[Named object pointing entries]

>>>

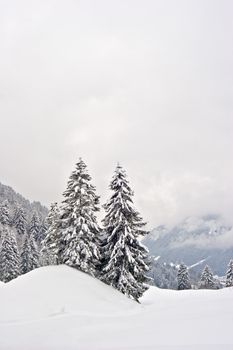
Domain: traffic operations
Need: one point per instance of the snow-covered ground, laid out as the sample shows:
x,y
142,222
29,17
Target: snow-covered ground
x,y
62,309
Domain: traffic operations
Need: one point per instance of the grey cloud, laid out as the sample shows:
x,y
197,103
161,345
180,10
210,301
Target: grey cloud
x,y
149,84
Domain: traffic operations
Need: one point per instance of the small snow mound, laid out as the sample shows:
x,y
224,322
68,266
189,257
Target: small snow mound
x,y
58,290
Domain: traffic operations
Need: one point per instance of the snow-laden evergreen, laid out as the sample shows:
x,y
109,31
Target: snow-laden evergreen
x,y
51,243
34,226
125,259
29,259
4,213
20,220
229,275
207,279
9,256
78,229
183,279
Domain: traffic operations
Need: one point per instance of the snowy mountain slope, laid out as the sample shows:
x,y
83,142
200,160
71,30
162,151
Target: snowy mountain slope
x,y
63,309
196,241
14,198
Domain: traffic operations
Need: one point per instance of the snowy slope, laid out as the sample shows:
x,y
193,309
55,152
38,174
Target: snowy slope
x,y
63,309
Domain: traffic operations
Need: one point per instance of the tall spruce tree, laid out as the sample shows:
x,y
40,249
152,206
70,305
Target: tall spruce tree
x,y
20,220
125,259
79,231
34,226
50,244
4,213
183,280
207,279
229,275
29,259
9,256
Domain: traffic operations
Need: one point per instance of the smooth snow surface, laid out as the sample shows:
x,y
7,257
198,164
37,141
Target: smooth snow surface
x,y
62,309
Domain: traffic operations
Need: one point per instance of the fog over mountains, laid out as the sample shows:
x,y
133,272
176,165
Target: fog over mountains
x,y
196,241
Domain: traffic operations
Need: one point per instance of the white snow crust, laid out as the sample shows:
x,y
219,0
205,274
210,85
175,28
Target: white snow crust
x,y
60,308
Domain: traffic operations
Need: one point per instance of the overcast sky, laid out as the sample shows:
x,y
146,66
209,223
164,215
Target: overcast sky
x,y
145,83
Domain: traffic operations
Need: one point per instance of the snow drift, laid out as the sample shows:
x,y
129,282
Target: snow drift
x,y
64,309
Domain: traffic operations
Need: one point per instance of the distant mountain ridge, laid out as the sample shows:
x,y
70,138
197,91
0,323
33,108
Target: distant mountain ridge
x,y
14,199
196,241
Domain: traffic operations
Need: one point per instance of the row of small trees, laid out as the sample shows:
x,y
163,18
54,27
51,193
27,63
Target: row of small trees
x,y
19,251
14,262
18,221
207,280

<<<

**OBJECTIVE:** Return the entries unchanged, save for the pictures, which do not belong in the copy.

**EXPECTED ANSWER:**
Domain: traffic operations
Need: one point per instance of the snow-covered ground, laid out as the sample shows:
x,y
142,222
29,17
Target: snow-covered ground
x,y
62,309
Domain: traffic operations
Need: one point per instance of the grey cloud, laid out as the sample shows:
x,y
197,103
161,345
180,10
210,301
Target: grey cloud
x,y
149,84
Domain: traffic operations
Need: one point per instance of the small snow mound, laid out as the sample shows:
x,y
224,322
68,266
189,257
Target: small snow mound
x,y
58,290
Domain: traffic operations
Need: one point per instance of the snow-laden evergreen, laid out as the sample shows:
x,y
109,31
Target: snow-laden evergreen
x,y
51,243
34,226
125,259
29,259
4,213
20,220
229,275
207,279
9,256
78,229
183,279
Domain: traffic operations
Need: one point per instance of the snowy mountain slope, laid out as the sample shows:
x,y
83,142
200,160
71,30
162,151
Target: snowy mountain slope
x,y
63,309
196,241
14,198
Domain: traffic operations
Need: one point per instance of the snowy slope, laid out as the sample shows:
x,y
193,309
55,152
38,174
Target: snowy slope
x,y
63,309
Domain: traffic operations
Need: one point per instance of the tall spruce tree, laid out as the sample shows:
x,y
40,249
152,206
70,305
Target: tall spruce tree
x,y
20,220
125,259
79,231
34,226
50,244
4,213
183,280
207,279
229,275
29,259
9,256
Domain: traffic operations
Need: one point per instance of the smooth snow surface, laid out as the sample shows:
x,y
7,257
198,164
37,141
Target: smooth snow surface
x,y
62,309
Domain: traffic operations
Need: one point per instance of the fog over mountains, laid out as the sample shows:
x,y
133,272
176,165
Target: fog over mountains
x,y
196,241
Domain: traffic operations
Need: one point per instance of the white snow crust, laid out as the sample shows:
x,y
219,0
205,274
210,85
175,28
Target: white snow crust
x,y
60,308
Domain: traffic operations
Need: one point per instance of the overcast sky, laid out as the sample shows:
x,y
146,66
209,223
164,215
Target: overcast sky
x,y
145,83
Domain: traffic operations
Need: one point per instance of the snow drift, laid out as the sample shows:
x,y
129,282
Target: snow drift
x,y
64,309
Domain: traffic operations
Need: one point per instance of the distant mountain ridge, laid out as the sample shows:
x,y
70,138
197,91
0,323
33,108
Target: distant mountain ridge
x,y
14,199
196,241
Domain: traffic operations
Need: one point per instance of the row of small trees, laid out as the sample shows:
x,y
163,18
54,27
51,193
27,63
Target: row of small trees
x,y
19,251
14,262
18,221
207,280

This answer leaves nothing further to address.